Data under study ::

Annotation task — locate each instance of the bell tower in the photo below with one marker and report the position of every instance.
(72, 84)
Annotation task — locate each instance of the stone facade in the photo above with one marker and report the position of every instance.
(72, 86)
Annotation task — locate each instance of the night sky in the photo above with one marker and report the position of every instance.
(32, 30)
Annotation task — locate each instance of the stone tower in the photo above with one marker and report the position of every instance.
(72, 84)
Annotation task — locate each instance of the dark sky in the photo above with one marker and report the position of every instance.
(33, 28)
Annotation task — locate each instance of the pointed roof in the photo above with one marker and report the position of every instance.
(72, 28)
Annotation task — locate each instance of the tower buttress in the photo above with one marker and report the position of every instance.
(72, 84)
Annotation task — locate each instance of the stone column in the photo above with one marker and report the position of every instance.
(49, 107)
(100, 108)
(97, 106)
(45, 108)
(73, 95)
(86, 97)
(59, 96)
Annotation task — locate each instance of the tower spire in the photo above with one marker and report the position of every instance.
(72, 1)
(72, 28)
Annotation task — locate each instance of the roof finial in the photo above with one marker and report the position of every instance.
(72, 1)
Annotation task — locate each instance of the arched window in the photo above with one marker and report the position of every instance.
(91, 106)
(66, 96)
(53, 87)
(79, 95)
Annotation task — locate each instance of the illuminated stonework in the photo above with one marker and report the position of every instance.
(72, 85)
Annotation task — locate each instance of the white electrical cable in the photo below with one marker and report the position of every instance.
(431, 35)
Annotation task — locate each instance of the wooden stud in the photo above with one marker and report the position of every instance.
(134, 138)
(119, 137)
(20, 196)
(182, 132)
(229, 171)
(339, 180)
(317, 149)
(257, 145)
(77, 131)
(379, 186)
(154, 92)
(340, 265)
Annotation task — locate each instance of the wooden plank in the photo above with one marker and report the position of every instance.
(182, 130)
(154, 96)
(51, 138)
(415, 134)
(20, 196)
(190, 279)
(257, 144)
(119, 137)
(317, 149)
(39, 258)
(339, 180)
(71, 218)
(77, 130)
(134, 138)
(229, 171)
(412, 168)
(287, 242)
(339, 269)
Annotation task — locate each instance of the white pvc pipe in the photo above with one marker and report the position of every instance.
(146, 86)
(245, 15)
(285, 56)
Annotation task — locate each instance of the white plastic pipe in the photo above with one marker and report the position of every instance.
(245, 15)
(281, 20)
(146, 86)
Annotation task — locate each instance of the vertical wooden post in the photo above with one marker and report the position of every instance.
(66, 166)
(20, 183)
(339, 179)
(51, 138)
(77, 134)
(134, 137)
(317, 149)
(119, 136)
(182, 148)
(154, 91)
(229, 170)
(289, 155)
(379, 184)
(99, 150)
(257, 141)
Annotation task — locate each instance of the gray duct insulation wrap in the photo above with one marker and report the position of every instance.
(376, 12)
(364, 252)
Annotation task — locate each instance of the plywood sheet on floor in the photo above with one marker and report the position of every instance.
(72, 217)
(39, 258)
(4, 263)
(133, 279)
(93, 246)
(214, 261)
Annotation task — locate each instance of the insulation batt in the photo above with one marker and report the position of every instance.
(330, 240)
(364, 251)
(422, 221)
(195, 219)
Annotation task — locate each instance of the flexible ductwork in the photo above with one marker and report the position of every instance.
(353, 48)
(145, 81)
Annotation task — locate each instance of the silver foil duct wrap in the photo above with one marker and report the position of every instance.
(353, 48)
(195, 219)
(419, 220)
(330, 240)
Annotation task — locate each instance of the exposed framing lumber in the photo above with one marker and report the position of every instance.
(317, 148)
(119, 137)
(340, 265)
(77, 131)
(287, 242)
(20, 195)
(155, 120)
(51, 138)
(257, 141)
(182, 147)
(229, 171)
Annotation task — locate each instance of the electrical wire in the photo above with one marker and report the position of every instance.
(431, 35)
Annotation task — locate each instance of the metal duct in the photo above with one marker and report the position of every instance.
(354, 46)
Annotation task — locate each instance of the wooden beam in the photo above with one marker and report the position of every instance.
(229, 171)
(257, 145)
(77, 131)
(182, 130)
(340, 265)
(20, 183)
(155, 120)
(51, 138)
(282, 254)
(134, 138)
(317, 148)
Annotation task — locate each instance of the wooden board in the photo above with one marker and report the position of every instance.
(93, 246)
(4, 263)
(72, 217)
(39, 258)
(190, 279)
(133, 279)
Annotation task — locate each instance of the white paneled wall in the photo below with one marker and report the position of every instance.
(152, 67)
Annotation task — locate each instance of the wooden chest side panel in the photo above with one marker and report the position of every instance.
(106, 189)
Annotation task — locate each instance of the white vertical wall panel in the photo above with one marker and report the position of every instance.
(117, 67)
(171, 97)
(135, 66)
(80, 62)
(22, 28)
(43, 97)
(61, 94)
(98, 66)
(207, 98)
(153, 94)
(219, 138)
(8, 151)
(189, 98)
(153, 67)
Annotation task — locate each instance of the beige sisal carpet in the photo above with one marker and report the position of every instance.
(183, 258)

Requirement ::
The answer is all of the material, given again exactly.

Task output ::
Annotation task — locate each instance of the bell tower in the photo below with one marker and report the position of every instance.
(72, 84)
Annotation task — locate each instance of the stone facade in the photo above with one marker and report the position of every instance.
(72, 86)
Annotation task — locate each instance of the night sky in the photo above with one marker and report the position of every instance.
(32, 30)
Annotation task — locate each instance of the stone tower in the photo above with one marker and report the position of every instance.
(72, 84)
Annotation task — locate each instance of the dark sky in the photo above with one marker and report the position of every instance.
(33, 28)
Annotation task — locate each instance of the pointed roof in the photo above with one marker and report the position of every instance.
(72, 28)
Annotation task — locate each instance of the tower buttress in the photo above with one marker and report the position of every instance.
(72, 84)
Annotation task — locate each instance of the stone column in the photo above with one marker and report the position of every instance.
(49, 107)
(100, 108)
(97, 106)
(45, 108)
(73, 95)
(86, 97)
(59, 96)
Annotation task — locate each instance of the tower spire in the photo above with one marker and report the position of every instance.
(72, 1)
(72, 28)
Annotation task — locate each instance of the roof finial in the photo above with one marker and report the position of every instance.
(72, 1)
Annotation task — locate each instance of the arched window in the photo above with one marker and report the position of every instance.
(91, 106)
(66, 96)
(53, 87)
(79, 95)
Annotation task — locate each instance of the illuminated stonework in the photo above with one marker and report the position of every instance.
(72, 85)
Annotation task — locate each instance of the white electrical cable in the photo below with one marker and report the position of every instance.
(431, 35)
Annotation task — locate each instance of the wooden stud in the photo above with one marker and report the position of every instance.
(134, 138)
(119, 137)
(20, 196)
(182, 132)
(229, 171)
(339, 180)
(317, 149)
(257, 145)
(77, 131)
(379, 186)
(154, 92)
(340, 265)
Annotation task — locate each instance of the wooden plank in the photo above with one marker and report the position of every instance.
(182, 130)
(154, 96)
(51, 138)
(415, 134)
(20, 196)
(190, 279)
(257, 144)
(119, 137)
(317, 149)
(39, 258)
(339, 180)
(71, 218)
(77, 130)
(134, 138)
(229, 171)
(412, 168)
(287, 242)
(339, 269)
Annotation task — locate each instance of the white pvc pipe in the photo above with one marker and report the position of every instance.
(146, 86)
(245, 15)
(285, 56)
Annotation task — locate each instance of the white plastic pipe in the photo above with one marker and report the position of every instance.
(245, 15)
(281, 20)
(146, 86)
Annotation task — locate each instance of the vertical wooden post in the photo above with one marker and report the position of every instance.
(66, 166)
(20, 183)
(339, 179)
(51, 138)
(77, 134)
(134, 137)
(317, 149)
(119, 136)
(182, 148)
(154, 91)
(229, 170)
(289, 155)
(379, 184)
(99, 150)
(257, 141)
Annotation task — locate each instance of the gray duct insulation wrap in the photo above with one marker and report the position of every instance.
(376, 12)
(364, 252)
Annotation task — locate each instance of the plywood sheet on floor in the photo above with one marker and report the position of every instance.
(72, 217)
(39, 258)
(4, 263)
(133, 279)
(93, 246)
(214, 261)
Annotation task — locate each instance of the insulation batt in the photo above with one marker and report the position of every instance.
(330, 240)
(364, 251)
(422, 221)
(195, 219)
Annotation task — locate each instance of the flexible ductwork in the photo above with one marker and report the position of every instance.
(353, 48)
(145, 81)
Annotation task — locate each instance of the silver foil duct wrap in the photo above with one marker and report the position of every instance.
(353, 48)
(195, 219)
(419, 220)
(330, 240)
Annotation task — locate each instance of the exposed framing lumber in the photo above with one marker and report the position of every instance.
(317, 148)
(119, 137)
(340, 265)
(77, 131)
(287, 242)
(20, 195)
(155, 120)
(51, 138)
(257, 141)
(182, 147)
(229, 171)
Annotation task — locate each instance of the electrical wire in the photo above with one marker and report the position of every instance.
(431, 35)
Annotation task — locate each instance of the metal duct in the photo above with one marker and report the position of every instance.
(354, 46)
Annotation task — locate each instance of the wooden beam in the photo above with one marker and report the position of every instance.
(229, 171)
(257, 145)
(77, 131)
(182, 130)
(340, 265)
(20, 183)
(155, 120)
(51, 138)
(282, 254)
(134, 138)
(317, 148)
Annotation task — locate each instance of the wooden board in the photo above with one marker and report the position of every instance.
(93, 246)
(4, 263)
(72, 217)
(39, 258)
(190, 279)
(133, 279)
Annotation task — locate each instance of the white paneled wall in the photo below with one marker and report the position of every instance.
(152, 67)
Annotation task — locate each instance of the wooden chest side panel in the photo above with one marker and report the position of every instance.
(106, 189)
Annotation task — locate each instance of the white vertical wall panel in the photo above with one marker and report the position of every instance.
(117, 67)
(171, 97)
(135, 66)
(80, 62)
(22, 28)
(43, 97)
(61, 94)
(98, 66)
(207, 98)
(153, 94)
(219, 138)
(8, 151)
(189, 98)
(153, 67)
Annotation task — locate each instance of the beige sisal carpet in the photo above with one marker and report the position of every instance.
(183, 258)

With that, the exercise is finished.